Pick up the forum post below about charging a travel trailer's marine batteries and carry it on past its last sentence.

→ **Excerpt to read**
============================================================
Sorry Tomw  I meant a more basic power supply for the average home or office desk top. A unit around 12 to 20 amp output on the 12 volt side. The one im experimenting seams to hold at 13.4v and climb to 14.5 under load and I know i need 14.8 or better. My math is a real challenge to me these days . My best calculations seam to show if I was to use desk top PS I would need 2 if I am to try top off 2 109 ah marine battery's, Worse is I tossed several larger server power supply's away that one would of been more then enough. I wanted to list them for postage but I had a brief absence on the board and though me trying to long in at the other board got be booted because I was logging in from around the world. Then i got to south central China were there internet gave me shear he__ ware i thought i was found some threat. Just a few months ago realized the board split in two. Aggravating how these days the littlest a thing can be a major over  sight on my behalf, But a few fellow here got me back on track.
 So basically I will be on different locations that all ready are equipped for travail trailers on Horse training centers or farms. My biggest load to the battery's will be in transit keeping the 120volt refrigerator running , Then when set up for the days I run my demo's the load is just a few lights and the water pump. The truck keeps the charge of coarse while in transit. I think I will find 90 percent my stops will allow me grid access, But this is not certain. Starting this venture I can not afford a newer trailer power pack to start , and I hope along the many roads I find a repair shop to get my Marine Excide 2000EX back in service since it handles my required system needs. Or afford a newer up dated power pack for this travail trailer in time.
============================================================
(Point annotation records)

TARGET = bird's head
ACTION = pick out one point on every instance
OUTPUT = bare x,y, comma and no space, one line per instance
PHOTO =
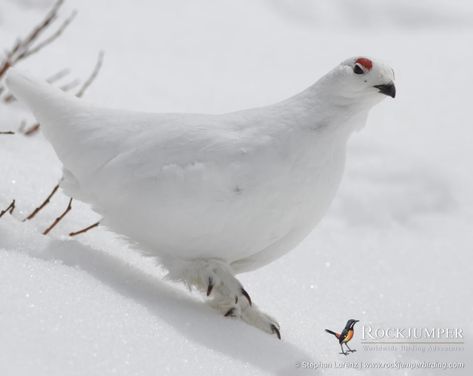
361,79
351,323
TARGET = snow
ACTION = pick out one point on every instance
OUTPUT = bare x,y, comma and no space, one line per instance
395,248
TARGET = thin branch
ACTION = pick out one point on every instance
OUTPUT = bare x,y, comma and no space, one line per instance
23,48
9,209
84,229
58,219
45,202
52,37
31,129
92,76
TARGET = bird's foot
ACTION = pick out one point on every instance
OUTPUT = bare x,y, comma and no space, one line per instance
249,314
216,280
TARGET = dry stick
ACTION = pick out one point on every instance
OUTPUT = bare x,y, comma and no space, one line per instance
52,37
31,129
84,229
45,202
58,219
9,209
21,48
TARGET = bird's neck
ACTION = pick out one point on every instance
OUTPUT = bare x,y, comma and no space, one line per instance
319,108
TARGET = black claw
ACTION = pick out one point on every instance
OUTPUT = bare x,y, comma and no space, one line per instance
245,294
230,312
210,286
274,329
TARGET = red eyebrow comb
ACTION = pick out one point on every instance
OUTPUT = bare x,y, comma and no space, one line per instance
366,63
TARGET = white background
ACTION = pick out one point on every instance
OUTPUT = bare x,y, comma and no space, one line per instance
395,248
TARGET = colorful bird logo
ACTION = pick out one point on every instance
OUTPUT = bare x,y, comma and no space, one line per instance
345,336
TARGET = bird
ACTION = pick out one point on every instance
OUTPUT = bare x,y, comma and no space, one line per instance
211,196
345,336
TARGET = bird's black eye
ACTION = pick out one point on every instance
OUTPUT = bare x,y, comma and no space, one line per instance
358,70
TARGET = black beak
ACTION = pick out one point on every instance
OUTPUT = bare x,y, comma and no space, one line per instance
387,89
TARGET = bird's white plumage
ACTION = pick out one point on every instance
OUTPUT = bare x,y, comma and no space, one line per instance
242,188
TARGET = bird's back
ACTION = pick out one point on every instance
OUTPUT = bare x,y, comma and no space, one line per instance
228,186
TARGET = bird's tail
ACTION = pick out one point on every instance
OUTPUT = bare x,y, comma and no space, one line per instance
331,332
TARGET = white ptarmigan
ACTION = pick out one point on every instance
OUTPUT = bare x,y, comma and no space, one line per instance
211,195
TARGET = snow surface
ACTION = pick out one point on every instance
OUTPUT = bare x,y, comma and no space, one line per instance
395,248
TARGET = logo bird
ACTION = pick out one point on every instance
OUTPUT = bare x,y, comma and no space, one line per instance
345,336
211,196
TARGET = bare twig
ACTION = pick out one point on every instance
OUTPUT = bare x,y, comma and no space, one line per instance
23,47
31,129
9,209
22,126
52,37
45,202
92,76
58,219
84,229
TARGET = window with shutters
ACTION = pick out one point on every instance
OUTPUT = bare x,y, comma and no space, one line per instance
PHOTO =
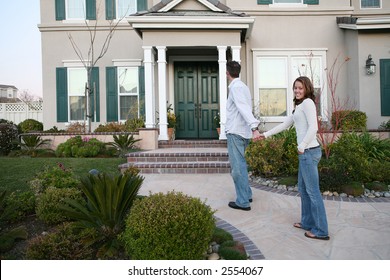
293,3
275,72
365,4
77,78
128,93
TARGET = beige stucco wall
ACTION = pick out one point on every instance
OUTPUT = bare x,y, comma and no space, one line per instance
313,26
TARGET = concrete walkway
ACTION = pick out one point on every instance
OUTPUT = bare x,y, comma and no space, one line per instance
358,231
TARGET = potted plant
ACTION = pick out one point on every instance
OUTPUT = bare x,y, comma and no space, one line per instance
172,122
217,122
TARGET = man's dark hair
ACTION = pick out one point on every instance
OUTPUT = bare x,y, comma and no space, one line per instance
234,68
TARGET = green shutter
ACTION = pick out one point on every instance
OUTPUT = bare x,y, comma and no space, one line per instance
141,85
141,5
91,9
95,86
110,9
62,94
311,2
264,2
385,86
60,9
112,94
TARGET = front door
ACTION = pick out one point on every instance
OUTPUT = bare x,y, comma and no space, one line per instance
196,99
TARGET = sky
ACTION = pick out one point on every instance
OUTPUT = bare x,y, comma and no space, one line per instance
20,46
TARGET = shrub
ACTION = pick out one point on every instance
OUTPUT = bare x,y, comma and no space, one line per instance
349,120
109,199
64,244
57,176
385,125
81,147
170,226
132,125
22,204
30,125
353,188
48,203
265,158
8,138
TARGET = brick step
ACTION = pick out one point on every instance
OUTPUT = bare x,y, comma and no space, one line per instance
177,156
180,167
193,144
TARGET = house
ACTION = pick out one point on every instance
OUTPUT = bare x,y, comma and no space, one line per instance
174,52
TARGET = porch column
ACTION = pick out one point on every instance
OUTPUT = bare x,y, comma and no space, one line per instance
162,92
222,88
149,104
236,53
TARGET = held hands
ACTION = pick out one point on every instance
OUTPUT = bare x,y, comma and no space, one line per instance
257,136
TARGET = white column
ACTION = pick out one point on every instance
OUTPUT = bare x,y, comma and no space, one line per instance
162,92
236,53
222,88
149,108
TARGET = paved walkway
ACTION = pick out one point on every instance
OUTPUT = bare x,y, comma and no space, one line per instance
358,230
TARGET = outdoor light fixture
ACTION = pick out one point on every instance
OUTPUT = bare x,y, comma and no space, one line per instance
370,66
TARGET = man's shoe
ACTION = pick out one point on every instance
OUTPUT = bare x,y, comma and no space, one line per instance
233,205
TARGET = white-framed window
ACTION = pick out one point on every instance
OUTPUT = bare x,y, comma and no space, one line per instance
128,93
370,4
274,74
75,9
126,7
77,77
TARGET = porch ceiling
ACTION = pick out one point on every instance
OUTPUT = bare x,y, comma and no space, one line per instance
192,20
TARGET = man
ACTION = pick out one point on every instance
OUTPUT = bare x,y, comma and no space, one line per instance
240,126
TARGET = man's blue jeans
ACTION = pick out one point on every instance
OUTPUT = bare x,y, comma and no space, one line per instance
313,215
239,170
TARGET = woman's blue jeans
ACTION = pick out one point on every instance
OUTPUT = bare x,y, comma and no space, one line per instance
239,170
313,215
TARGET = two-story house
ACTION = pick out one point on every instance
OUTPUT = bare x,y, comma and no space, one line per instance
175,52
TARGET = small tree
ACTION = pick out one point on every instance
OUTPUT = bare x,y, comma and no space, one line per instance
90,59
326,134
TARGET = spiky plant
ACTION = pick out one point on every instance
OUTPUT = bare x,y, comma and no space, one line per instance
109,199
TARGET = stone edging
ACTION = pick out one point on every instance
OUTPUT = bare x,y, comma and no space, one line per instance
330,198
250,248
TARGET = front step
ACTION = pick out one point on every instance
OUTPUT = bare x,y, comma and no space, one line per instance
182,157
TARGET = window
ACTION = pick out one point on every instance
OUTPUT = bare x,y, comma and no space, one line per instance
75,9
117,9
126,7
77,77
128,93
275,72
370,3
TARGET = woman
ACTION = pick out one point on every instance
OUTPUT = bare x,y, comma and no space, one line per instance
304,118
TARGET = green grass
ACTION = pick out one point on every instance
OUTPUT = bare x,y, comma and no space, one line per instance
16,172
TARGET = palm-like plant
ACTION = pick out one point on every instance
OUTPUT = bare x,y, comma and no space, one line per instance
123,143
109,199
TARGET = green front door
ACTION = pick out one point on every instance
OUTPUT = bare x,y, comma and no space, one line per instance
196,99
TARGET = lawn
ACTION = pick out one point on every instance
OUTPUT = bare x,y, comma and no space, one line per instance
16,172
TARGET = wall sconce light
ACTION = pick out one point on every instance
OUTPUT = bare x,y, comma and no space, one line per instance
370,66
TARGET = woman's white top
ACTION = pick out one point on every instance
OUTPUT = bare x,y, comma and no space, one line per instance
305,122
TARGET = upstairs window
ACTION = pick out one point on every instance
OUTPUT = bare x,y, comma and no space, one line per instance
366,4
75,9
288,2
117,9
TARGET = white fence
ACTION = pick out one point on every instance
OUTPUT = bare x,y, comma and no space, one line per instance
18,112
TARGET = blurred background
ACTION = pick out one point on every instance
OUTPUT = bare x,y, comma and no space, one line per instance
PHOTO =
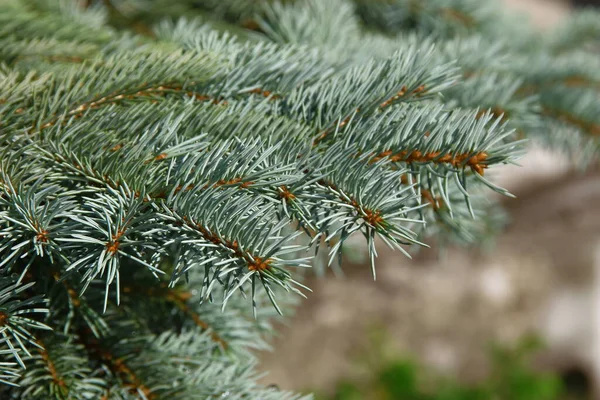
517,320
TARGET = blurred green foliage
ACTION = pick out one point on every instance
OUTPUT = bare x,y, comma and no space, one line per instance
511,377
============================================================
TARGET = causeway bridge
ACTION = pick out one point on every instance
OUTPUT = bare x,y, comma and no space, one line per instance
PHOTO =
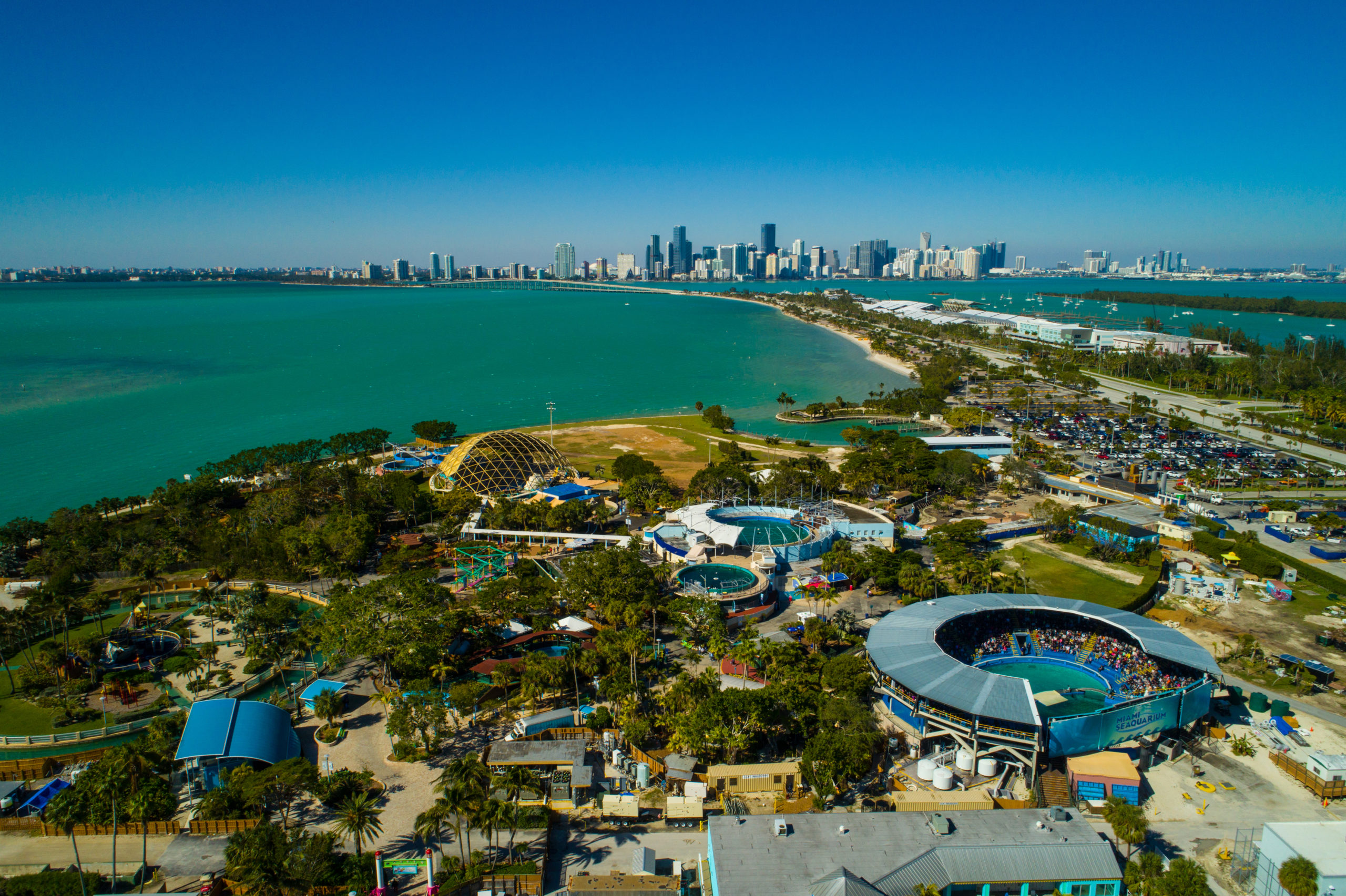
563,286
============================================================
→ **Output of the exercise**
  I am working on a small wind charger building small and light so it can be portable. I have the advantage i will be set up in wide open air typical of a race tracks so I am building for easy up and quick down and packing. Small prop and self feathered blades I came to admire all over China ! NO KIDDING! Home builds every ware! Its a hobby bigger then kite's ?
 At that point I i might become even more independent on the grid power and the power pack just strictly back up.
  I hate i be a nuisance and come off to frugal but life as disabled has been a life i create even my income . Or is it my Dutch Blood.
  So I am trying to do the best I can and draw from the vast amount of experience collected here.
  I also expect, the moderators might see the membership numbers rise once i begin flying my mill across the country. I don't need a wind vain but it is free advertising and promotion and most people not knowing better will be expecting to see one. See I am selling wind for speed to there horses !  Gotta fly a wind mill ! !
  Hay Oztules. Were near enough neighbors now. Home is Cebu and I will soon be treading your turf and stone tracks to, doing the same nonsense in your back yard ! One tough country to get a  Business Visa in , Ay ? @ least I got a good connection in the race Commission.  One of your heads Runs the State of Pennsylvania racing here to.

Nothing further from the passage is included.